**Problem**
Copy out the worked integration solution below in full, keeping every character, line break and piece of markup unchanged.

**Reading text**

* START *

Answer
$\frac{{2{{\left( {z - 1} \right)}^{5/2}}}}{5} + \frac{{2{{\left( {z - 1} \right)}^{3/2}}}}{3} + C$
Work Step by Step
$$\eqalign{
& \int {z\sqrt {z - 1} } dz,{\text{ }}u = z - 1 \cr
& {\text{Let }}u = z - 1 \to z = u + 1,{\text{ }}dz = du \cr
& {\text{Applying the substitution}}{\text{, we obtain}} \cr
& \int {z\sqrt {z - 1} } dz = \int {\left( {u + 1} \right)\sqrt u } du{\text{ }} \cr
& = \int {\left( {u + 1} \right){u^{1/2}}} du{\text{ }} \cr
& = \int {\left( {{u^{3/2}} + {u^{1/2}}} \right)} du{\text{ }} \cr
& {\text{Integrate apply the power rule }}\int {{u^n}du} = \frac{{{u^{n + 1}}}}{{n + 1}}{\text{ + C }} \cr
& = \frac{{{u^{5/2}}}}{{5/2}} + \frac{{{u^{3/2}}}}{{3/2}} + C \cr
& = \frac{{2{u^{5/2}}}}{5} + \frac{{2{u^{3/2}}}}{3} + C \cr
& {\text{Write in terms of }}t,{\text{ substitute }}u = z - 1 \cr
& = \frac{{2{{\left( {z - 1} \right)}^{5/2}}}}{5} + \frac{{2{{\left( {z - 1} \right)}^{3/2}}}}{3} + C \cr} $$

* END *

**Data records**
* START *

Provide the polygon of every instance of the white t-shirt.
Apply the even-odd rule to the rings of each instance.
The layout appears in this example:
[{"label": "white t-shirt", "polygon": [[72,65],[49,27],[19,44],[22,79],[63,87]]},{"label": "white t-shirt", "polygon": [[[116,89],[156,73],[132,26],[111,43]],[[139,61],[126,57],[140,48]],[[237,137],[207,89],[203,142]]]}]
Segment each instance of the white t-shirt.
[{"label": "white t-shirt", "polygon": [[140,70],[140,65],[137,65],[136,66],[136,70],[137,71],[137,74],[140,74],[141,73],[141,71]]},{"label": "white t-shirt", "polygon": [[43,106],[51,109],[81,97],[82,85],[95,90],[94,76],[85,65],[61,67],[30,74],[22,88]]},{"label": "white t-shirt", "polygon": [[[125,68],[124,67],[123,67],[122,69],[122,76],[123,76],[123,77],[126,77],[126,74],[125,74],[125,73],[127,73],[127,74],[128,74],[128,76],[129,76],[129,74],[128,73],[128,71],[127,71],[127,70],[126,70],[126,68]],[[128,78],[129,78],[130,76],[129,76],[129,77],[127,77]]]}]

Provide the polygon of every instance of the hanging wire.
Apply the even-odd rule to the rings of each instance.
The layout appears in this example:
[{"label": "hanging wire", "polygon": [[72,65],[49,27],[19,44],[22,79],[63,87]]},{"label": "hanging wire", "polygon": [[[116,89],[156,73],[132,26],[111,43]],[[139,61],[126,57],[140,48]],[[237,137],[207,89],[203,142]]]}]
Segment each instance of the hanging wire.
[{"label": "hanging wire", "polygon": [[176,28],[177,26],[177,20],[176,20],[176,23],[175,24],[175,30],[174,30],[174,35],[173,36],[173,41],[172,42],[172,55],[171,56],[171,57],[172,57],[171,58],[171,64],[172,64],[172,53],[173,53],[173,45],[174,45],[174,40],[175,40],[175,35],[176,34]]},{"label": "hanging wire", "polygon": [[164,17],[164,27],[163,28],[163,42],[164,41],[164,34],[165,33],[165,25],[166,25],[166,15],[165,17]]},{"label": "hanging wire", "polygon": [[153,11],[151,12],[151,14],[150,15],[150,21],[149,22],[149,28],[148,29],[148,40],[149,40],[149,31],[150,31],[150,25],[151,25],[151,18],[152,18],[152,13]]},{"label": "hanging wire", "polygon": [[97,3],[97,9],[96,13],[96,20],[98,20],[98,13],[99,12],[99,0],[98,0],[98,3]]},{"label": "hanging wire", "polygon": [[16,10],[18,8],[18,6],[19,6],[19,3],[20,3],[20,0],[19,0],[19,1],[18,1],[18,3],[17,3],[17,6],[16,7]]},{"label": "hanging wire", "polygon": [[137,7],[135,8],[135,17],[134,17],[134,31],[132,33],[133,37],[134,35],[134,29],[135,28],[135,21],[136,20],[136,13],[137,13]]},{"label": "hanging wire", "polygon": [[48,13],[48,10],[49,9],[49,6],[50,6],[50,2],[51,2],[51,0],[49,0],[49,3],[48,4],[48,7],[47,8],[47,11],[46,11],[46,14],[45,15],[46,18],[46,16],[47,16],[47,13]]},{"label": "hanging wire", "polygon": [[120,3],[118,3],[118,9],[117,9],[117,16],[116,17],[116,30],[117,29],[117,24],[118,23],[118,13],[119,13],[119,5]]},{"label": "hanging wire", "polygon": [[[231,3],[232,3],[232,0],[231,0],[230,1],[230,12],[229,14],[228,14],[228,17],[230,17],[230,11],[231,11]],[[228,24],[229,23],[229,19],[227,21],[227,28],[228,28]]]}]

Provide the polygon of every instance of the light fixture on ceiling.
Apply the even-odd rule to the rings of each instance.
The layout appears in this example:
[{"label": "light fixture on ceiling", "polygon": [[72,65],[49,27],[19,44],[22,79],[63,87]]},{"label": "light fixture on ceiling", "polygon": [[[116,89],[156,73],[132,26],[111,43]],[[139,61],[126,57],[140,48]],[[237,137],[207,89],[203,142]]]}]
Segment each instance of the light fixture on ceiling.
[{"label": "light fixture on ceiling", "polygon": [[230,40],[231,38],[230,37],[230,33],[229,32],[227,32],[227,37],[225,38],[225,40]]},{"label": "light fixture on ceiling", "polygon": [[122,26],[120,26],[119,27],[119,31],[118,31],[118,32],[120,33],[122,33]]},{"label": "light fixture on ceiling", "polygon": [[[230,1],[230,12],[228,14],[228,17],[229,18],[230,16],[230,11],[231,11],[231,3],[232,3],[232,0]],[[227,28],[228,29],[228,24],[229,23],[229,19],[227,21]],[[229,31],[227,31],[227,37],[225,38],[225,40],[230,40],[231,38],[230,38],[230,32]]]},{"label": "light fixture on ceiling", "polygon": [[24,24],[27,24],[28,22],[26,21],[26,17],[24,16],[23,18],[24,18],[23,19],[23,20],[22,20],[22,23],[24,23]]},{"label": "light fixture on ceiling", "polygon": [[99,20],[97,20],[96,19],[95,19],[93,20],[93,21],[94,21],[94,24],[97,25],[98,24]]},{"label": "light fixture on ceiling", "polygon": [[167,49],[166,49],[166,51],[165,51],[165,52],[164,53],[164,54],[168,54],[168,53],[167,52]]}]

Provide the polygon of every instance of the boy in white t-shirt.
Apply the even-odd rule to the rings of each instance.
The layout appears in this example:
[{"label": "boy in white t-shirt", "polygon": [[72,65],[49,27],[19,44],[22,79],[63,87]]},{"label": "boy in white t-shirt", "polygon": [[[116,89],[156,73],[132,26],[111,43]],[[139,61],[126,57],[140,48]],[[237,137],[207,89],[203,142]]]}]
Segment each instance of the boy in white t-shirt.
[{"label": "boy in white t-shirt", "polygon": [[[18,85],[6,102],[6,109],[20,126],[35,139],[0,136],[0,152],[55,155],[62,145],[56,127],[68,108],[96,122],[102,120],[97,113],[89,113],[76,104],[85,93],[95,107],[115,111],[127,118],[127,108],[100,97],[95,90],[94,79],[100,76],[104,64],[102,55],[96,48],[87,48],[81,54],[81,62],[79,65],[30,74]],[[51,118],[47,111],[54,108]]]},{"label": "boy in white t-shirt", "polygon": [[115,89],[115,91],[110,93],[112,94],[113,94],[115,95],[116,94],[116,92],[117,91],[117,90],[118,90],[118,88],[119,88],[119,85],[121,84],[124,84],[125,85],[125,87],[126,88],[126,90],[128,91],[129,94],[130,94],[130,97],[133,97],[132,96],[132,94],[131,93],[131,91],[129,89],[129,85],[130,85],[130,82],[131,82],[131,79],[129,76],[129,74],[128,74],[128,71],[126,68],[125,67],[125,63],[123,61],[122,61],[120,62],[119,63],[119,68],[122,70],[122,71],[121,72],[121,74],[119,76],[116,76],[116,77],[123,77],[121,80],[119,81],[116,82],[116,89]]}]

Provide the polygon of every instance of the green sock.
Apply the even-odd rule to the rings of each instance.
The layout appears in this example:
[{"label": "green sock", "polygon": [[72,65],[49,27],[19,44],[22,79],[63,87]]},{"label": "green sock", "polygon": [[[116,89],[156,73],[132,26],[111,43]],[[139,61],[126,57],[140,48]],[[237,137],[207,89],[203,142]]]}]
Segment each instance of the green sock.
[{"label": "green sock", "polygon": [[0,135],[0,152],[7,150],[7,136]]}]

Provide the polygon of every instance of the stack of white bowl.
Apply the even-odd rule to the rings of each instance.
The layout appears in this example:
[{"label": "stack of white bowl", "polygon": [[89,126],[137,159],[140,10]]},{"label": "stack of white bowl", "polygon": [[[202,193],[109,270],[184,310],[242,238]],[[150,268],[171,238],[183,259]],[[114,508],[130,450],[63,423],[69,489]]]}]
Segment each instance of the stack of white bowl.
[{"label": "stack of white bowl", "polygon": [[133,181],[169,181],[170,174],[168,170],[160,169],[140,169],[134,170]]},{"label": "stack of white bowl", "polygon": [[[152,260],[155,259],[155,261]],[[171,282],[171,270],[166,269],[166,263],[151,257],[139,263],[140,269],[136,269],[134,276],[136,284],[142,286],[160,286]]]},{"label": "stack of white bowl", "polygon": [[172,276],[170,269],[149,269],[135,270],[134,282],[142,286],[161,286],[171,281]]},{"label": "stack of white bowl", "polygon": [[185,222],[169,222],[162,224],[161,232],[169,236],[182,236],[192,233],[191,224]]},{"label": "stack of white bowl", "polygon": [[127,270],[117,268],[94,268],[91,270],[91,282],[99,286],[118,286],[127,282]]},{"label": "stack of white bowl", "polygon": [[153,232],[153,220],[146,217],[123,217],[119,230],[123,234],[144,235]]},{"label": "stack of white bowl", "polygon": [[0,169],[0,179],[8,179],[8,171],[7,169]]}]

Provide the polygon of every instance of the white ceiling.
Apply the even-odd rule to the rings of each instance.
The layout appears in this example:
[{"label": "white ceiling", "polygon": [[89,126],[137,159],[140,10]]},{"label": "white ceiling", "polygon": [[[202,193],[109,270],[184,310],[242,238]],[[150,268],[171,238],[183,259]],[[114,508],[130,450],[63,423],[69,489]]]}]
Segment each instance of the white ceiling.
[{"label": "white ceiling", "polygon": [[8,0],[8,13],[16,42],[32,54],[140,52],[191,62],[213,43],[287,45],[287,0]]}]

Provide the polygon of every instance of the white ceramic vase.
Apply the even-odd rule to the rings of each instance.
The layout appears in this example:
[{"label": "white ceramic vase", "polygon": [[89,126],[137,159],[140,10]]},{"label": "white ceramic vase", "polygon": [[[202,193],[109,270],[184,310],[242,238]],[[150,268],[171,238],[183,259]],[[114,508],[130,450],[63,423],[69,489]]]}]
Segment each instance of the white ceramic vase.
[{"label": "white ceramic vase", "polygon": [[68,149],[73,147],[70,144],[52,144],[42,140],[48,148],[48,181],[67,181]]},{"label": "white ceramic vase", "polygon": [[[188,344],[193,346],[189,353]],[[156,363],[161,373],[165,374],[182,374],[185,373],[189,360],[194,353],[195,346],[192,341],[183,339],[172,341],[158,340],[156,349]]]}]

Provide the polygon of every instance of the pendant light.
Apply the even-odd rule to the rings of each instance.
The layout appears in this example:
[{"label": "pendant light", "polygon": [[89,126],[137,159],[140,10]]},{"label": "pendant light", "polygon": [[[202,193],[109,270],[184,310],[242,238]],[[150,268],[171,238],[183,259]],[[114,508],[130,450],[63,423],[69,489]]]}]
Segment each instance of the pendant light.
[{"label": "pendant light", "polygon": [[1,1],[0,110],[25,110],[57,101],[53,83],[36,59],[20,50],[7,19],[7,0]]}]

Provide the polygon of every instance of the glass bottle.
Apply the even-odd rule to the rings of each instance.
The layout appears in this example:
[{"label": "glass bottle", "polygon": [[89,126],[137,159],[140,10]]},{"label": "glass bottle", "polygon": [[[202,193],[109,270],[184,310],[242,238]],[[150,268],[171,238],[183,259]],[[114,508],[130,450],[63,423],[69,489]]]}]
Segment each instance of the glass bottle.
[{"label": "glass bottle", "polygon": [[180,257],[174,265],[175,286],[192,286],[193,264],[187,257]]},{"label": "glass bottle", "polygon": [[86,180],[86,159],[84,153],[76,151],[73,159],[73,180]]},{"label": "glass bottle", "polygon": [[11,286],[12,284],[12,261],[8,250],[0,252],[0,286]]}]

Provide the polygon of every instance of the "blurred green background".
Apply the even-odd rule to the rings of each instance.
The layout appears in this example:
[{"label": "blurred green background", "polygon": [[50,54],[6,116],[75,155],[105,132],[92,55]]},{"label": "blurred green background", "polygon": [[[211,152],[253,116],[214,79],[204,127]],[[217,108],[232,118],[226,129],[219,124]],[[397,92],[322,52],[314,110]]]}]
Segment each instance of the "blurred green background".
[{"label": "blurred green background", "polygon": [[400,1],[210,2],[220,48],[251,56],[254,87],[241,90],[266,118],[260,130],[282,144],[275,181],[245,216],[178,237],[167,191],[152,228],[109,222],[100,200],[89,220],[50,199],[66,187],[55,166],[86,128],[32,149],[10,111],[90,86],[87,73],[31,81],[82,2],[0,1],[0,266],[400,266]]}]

* END *

**Reply to the exercise**
Answer
$\frac{{2{{\left( {z - 1} \right)}^{5/2}}}}{5} + \frac{{2{{\left( {z - 1} \right)}^{3/2}}}}{3} + C$
Work Step by Step
$$\eqalign{
& \int {z\sqrt {z - 1} } dz,{\text{ }}u = z - 1 \cr
& {\text{Let }}u = z - 1 \to z = u + 1,{\text{ }}dz = du \cr
& {\text{Applying the substitution}}{\text{, we obtain}} \cr
& \int {z\sqrt {z - 1} } dz = \int {\left( {u + 1} \right)\sqrt u } du{\text{ }} \cr
& = \int {\left( {u + 1} \right){u^{1/2}}} du{\text{ }} \cr
& = \int {\left( {{u^{3/2}} + {u^{1/2}}} \right)} du{\text{ }} \cr
& {\text{Integrate apply the power rule }}\int {{u^n}du} = \frac{{{u^{n + 1}}}}{{n + 1}}{\text{ + C }} \cr
& = \frac{{{u^{5/2}}}}{{5/2}} + \frac{{{u^{3/2}}}}{{3/2}} + C \cr
& = \frac{{2{u^{5/2}}}}{5} + \frac{{2{u^{3/2}}}}{3} + C \cr
& {\text{Write in terms of }}t,{\text{ substitute }}u = z - 1 \cr
& = \frac{{2{{\left( {z - 1} \right)}^{5/2}}}}{5} + \frac{{2{{\left( {z - 1} \right)}^{3/2}}}}{3} + C \cr} $$